Extracted text:
○ ○ ○ ○ ○
For more than 16 years, my goal has been to help students discover their passions and see their potential through career and technical education (CTE). From when I taught math and programming in a brick-and-mortar school, to creating and designing CTE courses, to teaching AP computer science and the foundations of programming at Florida Virtual School (FLVS), to now researching, developing, and maintaining the FLVS CTE program alongside my incredible colleagues, CTE has never been more important to me.
You may be asking yourself, why are you so passionate about CTE? The short answer is that during my teaching career, I quickly learned that some students do not want to go to college. Rather than forcing them to do something that their skills sets, talents, and desires don’t align with, I encouraged them to explore their passions to see if they could turn it into a career later in life. All students deserve the opportunity to do what they love, and it’s our jobs, as educators, to help them get there.
Additionally, according to the U.S. Department of Education, eight years after their expected graduation date, students who focused on career and technical education courses in high school had higher median annual earnings than students who did not. There are also 30 million jobs in the United States that do not require a bachelor’s degree that pay median earnings of $55,000 or more, further highlighting how CTE programs can set students up for success.
If you are a teacher, administrator, technology coordinator, or an education leader interested in building a robust online CTE program that helps your students succeed, I want to help you do that.
○ ○ ○ ○ ○
(Records drawn from a dataset)
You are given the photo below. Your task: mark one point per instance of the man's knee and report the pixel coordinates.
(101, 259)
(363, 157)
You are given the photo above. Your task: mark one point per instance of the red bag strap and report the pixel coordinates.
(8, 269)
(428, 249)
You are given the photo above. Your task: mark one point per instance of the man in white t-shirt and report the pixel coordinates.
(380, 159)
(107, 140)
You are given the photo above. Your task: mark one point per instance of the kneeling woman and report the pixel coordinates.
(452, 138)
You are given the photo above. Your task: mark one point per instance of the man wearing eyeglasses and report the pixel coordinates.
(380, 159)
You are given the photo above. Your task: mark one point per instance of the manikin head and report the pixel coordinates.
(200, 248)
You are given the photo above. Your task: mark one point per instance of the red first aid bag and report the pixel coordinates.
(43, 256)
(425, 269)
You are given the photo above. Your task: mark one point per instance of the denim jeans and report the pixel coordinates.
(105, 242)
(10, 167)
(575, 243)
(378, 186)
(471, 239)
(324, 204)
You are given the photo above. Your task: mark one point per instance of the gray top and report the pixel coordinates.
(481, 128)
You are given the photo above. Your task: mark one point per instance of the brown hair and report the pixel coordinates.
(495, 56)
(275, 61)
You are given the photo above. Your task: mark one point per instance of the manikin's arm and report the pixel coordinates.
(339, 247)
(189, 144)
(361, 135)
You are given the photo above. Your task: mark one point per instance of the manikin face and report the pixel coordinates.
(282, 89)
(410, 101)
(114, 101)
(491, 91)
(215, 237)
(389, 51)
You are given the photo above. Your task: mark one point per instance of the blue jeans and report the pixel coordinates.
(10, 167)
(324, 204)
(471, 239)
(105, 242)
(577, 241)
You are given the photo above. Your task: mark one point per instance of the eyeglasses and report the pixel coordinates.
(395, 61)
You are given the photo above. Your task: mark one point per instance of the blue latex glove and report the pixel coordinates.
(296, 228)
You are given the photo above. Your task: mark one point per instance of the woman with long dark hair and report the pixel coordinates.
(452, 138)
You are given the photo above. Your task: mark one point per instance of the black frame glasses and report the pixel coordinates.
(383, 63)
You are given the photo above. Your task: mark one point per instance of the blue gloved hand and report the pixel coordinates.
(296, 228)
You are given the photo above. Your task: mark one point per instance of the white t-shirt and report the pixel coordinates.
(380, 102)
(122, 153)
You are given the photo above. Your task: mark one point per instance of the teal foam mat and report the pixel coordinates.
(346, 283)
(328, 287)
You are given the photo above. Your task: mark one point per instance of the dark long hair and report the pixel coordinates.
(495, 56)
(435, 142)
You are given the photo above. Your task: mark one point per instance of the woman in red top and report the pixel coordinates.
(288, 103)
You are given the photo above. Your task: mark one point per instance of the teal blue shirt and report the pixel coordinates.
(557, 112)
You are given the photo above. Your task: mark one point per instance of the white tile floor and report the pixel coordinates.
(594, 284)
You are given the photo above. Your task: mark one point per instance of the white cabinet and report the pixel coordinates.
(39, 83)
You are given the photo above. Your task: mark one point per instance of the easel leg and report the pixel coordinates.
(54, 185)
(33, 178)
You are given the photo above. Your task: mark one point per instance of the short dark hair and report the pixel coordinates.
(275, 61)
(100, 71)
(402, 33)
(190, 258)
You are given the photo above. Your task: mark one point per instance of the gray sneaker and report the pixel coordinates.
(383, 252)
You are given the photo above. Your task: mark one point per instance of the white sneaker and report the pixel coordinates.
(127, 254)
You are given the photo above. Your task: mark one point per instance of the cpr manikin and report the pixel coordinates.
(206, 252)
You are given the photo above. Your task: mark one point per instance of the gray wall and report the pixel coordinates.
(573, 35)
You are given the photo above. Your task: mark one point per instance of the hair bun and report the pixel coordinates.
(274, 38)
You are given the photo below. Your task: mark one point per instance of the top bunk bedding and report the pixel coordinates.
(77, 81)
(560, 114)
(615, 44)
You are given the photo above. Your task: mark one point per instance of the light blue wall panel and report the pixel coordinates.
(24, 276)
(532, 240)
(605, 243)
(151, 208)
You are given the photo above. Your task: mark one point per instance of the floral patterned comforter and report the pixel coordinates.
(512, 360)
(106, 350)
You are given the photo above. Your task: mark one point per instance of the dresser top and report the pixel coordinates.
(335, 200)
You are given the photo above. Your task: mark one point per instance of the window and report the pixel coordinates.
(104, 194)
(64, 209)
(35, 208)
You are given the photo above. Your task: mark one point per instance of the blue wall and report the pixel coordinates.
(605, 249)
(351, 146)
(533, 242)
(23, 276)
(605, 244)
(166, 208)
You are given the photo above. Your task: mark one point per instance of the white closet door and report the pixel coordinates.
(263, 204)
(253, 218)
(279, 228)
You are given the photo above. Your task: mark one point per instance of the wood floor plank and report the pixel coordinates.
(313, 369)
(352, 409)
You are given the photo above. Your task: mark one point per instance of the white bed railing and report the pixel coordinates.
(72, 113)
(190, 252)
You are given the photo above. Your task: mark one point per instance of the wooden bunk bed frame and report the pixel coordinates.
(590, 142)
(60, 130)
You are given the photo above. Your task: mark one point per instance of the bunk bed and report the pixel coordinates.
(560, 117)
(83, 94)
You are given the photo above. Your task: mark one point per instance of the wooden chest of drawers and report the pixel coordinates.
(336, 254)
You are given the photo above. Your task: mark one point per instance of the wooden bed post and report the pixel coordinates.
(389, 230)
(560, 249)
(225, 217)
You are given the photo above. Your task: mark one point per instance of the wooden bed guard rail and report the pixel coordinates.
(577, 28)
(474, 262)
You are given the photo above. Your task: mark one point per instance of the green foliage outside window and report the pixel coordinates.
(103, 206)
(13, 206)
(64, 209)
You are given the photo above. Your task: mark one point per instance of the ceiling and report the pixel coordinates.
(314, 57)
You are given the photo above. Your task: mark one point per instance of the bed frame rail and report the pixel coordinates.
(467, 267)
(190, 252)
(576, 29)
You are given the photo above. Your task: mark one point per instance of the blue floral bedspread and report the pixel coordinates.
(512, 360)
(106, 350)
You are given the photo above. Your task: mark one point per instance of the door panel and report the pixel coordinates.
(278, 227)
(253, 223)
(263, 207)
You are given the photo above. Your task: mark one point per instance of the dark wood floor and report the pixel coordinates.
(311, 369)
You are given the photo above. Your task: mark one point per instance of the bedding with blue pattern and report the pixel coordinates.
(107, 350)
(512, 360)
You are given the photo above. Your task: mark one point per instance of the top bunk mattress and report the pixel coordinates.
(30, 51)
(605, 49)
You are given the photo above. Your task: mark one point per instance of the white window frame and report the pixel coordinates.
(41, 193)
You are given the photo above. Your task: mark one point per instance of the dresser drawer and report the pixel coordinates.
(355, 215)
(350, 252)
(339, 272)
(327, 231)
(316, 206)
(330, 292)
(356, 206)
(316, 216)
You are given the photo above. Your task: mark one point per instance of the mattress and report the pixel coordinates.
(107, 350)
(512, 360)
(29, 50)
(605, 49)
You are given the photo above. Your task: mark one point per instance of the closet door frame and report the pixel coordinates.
○ ○ ○ ○ ○
What you need to do:
• 1. Reproduce the portion of the passage on career and technical education starting with "For more than" and going on through "important to me.".
• 2. Summarize the passage on career and technical education in two sentences.
• 3. Extend the passage on career and technical education, picking up after its final sentence.

Exercise responses:
• 1.
For more than 16 years, my goal has been to help students discover their passions and see their potential through career and technical education (CTE). From when I taught math and programming in a brick-and-mortar school, to creating and designing CTE courses, to teaching AP computer science and the foundations of programming at Florida Virtual School (FLVS), to now researching, developing, and maintaining the FLVS CTE program alongside my incredible colleagues, CTE has never been more important to me.

• 2. For more than 16 years, the author has worked to help students discover their passions and potential through career and technical education, in roles ranging from classroom teaching to researching, developing, and maintaining the FLVS CTE program. The author champions CTE because some students do not want to go to college, and notes that CTE-focused students later had higher median annual earnings and that 30 million U.S. jobs paying median earnings of $55,000 or more do not require a bachelor's degree.

• 3.
Understand your students
It is one thing to build a CTE program, but it is another to design a program that includes courses that interest your students, and that they can use and implement in their future. First, you need to consider the area that you live in. If you live in a rural community, there may not be as many coding jobs as there are in agricultural science.
After considering the area that you live in, then it’s time to get your students’ thoughts and opinions. Start by sending out surveys, hosting focus groups, and engaging with your instruction staff to gauge what their students are interested in. The more you hear from your students, the better and more successful your CTE program will be.
Reach out to your community
It’s also important to connect with business partners in the community to understand what jobs they need help filling. For example, maybe you’re considering adding a CTE course related to hospitality and tourism, but after speaking with local hotel general managers you learn that they’re seeing a decline in the number of guests visiting, and therefore do not need to hire more staff.